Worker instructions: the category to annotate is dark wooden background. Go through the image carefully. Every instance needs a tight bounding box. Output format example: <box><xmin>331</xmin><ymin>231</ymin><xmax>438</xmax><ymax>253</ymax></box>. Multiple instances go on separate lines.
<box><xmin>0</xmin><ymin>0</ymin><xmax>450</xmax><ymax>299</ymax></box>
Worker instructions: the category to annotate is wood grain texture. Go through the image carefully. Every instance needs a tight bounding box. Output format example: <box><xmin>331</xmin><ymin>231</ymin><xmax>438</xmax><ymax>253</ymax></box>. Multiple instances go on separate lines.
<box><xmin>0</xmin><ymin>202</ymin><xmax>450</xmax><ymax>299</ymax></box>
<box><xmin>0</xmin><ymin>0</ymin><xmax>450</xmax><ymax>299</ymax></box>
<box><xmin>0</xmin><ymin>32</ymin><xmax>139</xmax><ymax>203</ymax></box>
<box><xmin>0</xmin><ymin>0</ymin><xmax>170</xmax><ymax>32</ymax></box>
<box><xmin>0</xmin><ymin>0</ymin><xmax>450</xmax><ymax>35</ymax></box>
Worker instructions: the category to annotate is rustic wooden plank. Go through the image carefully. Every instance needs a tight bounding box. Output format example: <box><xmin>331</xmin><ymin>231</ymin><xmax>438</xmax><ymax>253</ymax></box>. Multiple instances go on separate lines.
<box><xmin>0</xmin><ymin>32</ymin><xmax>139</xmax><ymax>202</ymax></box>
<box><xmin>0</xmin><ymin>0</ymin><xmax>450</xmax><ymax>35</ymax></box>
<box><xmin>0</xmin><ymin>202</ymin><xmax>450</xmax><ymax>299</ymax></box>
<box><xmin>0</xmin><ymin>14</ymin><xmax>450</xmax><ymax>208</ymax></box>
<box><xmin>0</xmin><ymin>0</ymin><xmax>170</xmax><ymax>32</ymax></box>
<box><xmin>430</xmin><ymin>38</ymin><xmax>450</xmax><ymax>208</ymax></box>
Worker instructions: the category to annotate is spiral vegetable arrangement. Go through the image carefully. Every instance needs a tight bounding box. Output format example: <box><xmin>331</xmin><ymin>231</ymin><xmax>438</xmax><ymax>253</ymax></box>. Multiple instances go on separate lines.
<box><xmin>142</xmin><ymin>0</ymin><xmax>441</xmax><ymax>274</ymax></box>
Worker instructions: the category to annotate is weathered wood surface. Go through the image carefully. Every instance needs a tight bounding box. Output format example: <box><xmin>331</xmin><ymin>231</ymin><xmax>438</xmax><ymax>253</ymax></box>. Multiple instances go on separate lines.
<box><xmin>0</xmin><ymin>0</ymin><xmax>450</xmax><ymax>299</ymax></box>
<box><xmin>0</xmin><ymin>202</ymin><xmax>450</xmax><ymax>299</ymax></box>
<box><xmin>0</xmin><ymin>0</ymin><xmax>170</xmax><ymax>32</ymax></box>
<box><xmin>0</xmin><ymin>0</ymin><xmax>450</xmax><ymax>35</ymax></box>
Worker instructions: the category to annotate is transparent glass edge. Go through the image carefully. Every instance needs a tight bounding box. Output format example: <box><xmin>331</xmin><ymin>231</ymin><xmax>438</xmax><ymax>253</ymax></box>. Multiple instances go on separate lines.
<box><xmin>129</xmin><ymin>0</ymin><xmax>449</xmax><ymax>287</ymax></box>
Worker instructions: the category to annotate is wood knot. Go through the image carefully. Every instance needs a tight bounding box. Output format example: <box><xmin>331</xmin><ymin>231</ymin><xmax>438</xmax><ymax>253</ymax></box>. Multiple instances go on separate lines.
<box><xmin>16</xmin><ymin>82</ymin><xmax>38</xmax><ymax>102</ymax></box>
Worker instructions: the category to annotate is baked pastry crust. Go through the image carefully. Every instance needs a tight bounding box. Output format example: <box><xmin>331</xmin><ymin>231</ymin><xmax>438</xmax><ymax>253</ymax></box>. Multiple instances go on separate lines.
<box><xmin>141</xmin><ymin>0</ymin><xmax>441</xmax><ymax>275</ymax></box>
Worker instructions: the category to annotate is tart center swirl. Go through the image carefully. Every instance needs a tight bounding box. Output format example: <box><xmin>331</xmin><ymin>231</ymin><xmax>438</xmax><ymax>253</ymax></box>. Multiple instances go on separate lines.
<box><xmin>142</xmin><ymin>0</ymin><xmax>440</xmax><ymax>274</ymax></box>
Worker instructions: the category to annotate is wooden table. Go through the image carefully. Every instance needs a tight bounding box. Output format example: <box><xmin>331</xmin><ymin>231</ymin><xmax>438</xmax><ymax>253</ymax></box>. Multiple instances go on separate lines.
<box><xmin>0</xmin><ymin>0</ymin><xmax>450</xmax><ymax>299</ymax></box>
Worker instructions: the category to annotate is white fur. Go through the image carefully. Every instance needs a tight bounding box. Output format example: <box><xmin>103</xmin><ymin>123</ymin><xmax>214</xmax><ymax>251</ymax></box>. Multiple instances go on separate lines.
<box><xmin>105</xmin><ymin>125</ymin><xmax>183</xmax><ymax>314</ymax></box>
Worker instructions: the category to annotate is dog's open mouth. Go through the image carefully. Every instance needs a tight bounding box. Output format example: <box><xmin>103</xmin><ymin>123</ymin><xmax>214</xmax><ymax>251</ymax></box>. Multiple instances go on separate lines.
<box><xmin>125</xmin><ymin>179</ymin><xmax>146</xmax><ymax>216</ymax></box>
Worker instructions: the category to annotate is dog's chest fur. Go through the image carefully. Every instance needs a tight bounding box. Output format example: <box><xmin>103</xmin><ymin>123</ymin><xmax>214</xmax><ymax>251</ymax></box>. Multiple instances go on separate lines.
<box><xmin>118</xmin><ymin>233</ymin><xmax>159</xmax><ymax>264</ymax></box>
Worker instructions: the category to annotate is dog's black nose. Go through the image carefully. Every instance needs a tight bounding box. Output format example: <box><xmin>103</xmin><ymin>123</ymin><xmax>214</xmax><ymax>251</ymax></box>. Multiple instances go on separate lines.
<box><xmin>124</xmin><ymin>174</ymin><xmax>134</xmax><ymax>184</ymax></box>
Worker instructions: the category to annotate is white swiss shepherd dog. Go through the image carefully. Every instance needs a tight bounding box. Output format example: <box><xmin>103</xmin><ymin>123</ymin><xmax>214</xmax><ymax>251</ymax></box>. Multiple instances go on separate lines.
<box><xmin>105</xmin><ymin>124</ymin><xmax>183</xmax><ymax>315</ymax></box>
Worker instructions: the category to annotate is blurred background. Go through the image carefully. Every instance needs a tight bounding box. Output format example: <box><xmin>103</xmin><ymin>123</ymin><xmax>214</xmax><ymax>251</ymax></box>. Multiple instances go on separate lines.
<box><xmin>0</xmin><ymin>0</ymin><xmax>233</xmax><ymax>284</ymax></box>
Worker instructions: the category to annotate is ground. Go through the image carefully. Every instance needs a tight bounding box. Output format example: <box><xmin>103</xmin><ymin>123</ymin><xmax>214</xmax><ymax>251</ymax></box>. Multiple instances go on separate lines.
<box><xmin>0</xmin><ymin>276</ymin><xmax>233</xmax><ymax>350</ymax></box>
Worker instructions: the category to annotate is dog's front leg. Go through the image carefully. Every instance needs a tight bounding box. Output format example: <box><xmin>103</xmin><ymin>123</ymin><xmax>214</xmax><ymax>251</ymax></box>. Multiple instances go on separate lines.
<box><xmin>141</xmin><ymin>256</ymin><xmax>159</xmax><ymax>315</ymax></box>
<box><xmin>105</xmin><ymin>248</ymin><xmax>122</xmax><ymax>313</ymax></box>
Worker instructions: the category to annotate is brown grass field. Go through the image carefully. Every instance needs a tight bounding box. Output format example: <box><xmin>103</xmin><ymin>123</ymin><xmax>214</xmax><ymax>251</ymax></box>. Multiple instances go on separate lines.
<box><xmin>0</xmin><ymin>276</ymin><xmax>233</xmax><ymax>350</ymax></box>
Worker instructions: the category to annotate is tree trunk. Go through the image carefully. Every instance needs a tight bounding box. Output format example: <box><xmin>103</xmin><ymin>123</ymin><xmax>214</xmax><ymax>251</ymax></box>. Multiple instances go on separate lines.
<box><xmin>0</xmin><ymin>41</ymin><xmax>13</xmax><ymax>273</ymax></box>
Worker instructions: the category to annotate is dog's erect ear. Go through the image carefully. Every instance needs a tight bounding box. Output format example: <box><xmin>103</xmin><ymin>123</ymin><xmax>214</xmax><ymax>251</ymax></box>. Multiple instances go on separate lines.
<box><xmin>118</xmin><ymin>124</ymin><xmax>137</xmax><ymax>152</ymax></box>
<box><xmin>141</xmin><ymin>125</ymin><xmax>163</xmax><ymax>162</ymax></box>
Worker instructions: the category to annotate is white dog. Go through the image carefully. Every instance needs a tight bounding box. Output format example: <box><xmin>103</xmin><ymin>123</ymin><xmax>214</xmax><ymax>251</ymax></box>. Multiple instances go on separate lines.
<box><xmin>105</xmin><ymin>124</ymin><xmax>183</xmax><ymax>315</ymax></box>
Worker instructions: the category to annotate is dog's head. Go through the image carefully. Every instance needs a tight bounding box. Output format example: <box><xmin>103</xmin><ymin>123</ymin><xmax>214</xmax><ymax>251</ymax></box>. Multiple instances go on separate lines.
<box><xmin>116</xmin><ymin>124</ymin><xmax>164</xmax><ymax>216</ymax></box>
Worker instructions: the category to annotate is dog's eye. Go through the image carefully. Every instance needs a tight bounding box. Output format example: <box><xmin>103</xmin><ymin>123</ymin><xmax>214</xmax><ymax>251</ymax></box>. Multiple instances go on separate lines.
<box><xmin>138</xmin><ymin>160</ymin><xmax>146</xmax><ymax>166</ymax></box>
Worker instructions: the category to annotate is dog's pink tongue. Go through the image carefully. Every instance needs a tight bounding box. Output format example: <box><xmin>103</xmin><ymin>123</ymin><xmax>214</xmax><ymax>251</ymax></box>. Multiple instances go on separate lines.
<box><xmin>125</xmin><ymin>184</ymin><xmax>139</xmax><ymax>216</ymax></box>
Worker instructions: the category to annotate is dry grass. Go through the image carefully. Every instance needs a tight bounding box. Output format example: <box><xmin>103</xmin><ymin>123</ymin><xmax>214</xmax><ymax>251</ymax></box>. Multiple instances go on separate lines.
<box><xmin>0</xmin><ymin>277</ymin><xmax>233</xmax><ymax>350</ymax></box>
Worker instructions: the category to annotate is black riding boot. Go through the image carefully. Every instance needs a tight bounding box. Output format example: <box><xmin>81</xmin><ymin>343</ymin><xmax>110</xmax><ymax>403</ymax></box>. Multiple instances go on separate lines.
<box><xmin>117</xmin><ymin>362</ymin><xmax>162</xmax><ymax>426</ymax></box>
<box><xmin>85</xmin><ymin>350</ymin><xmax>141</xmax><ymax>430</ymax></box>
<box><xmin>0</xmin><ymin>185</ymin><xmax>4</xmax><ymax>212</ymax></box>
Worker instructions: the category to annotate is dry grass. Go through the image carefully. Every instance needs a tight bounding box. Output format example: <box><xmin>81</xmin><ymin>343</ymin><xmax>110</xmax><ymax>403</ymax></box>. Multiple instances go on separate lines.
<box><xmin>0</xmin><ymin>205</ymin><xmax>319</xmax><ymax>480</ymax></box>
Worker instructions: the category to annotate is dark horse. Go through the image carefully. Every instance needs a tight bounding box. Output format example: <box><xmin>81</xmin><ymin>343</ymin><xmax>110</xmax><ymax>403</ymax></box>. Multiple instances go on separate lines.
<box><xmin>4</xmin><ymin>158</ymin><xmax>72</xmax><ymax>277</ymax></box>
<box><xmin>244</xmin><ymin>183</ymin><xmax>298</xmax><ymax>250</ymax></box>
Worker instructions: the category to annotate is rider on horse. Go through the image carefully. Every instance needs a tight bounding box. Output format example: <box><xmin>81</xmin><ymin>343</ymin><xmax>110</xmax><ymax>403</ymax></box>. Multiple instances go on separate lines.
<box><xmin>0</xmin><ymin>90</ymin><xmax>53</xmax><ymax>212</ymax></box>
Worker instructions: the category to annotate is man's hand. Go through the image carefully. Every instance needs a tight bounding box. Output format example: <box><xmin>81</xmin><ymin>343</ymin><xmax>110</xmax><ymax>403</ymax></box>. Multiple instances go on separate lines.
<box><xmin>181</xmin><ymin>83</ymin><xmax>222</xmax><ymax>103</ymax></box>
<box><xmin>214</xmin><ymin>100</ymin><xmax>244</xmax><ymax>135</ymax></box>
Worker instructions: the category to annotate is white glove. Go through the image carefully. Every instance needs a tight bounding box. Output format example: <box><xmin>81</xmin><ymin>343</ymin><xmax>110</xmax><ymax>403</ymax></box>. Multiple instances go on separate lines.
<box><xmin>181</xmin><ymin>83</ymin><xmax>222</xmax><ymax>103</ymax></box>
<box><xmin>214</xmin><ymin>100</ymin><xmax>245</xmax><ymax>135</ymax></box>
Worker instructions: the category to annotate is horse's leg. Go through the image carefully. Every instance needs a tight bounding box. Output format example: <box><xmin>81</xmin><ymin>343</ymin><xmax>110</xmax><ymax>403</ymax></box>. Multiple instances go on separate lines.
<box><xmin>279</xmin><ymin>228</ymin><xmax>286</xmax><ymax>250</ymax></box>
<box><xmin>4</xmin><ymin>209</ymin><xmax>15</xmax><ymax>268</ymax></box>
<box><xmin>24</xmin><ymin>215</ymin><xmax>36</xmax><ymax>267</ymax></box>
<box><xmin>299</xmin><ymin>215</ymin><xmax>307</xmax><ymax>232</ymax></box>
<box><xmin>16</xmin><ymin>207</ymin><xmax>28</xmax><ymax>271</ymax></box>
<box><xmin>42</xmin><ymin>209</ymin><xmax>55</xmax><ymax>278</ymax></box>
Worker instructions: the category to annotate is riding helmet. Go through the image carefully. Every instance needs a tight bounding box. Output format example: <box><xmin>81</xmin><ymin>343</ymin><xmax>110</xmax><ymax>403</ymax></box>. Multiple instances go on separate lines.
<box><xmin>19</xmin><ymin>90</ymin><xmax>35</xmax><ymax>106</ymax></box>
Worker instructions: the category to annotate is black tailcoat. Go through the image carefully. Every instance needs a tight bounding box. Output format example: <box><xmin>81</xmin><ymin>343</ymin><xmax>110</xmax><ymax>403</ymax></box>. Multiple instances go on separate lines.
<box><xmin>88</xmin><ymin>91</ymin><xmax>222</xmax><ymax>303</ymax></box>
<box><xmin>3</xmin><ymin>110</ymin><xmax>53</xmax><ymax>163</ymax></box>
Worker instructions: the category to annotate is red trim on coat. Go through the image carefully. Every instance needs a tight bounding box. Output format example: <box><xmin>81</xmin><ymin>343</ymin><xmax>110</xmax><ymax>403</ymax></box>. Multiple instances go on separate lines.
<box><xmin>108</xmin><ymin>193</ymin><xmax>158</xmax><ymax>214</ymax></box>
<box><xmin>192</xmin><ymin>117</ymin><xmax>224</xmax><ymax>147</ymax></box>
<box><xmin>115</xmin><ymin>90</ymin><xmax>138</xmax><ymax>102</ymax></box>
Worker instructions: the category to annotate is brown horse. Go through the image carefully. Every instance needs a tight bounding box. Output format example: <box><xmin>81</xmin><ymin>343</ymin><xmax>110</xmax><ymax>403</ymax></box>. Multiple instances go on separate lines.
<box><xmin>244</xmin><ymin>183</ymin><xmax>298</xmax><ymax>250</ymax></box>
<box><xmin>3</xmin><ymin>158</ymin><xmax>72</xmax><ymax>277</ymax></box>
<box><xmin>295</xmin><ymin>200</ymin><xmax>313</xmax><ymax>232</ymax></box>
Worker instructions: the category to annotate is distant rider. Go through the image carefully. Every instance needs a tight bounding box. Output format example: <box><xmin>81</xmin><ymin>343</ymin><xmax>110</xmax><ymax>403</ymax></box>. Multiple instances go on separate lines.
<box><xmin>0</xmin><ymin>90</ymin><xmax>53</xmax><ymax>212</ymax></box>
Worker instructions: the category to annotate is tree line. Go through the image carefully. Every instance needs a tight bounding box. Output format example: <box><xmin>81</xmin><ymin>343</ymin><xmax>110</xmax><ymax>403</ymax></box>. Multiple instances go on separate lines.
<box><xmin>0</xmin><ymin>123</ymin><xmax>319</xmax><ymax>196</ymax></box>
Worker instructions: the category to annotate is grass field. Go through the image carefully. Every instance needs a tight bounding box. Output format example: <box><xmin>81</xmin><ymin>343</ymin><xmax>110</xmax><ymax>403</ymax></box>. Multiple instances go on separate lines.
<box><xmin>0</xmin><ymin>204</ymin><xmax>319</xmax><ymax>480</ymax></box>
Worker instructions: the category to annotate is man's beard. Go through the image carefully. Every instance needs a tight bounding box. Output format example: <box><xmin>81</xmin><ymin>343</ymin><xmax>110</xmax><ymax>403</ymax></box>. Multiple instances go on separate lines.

------------------------------------------------------------------------

Show each line above that contains the word "open", copying the line in full.

Worker instructions: the category to annotate is dog's open mouth. Go through the image carefully. Every instance needs a tight bounding box. Output format example: <box><xmin>103</xmin><ymin>123</ymin><xmax>214</xmax><ymax>251</ymax></box>. Multiple instances go on separate lines.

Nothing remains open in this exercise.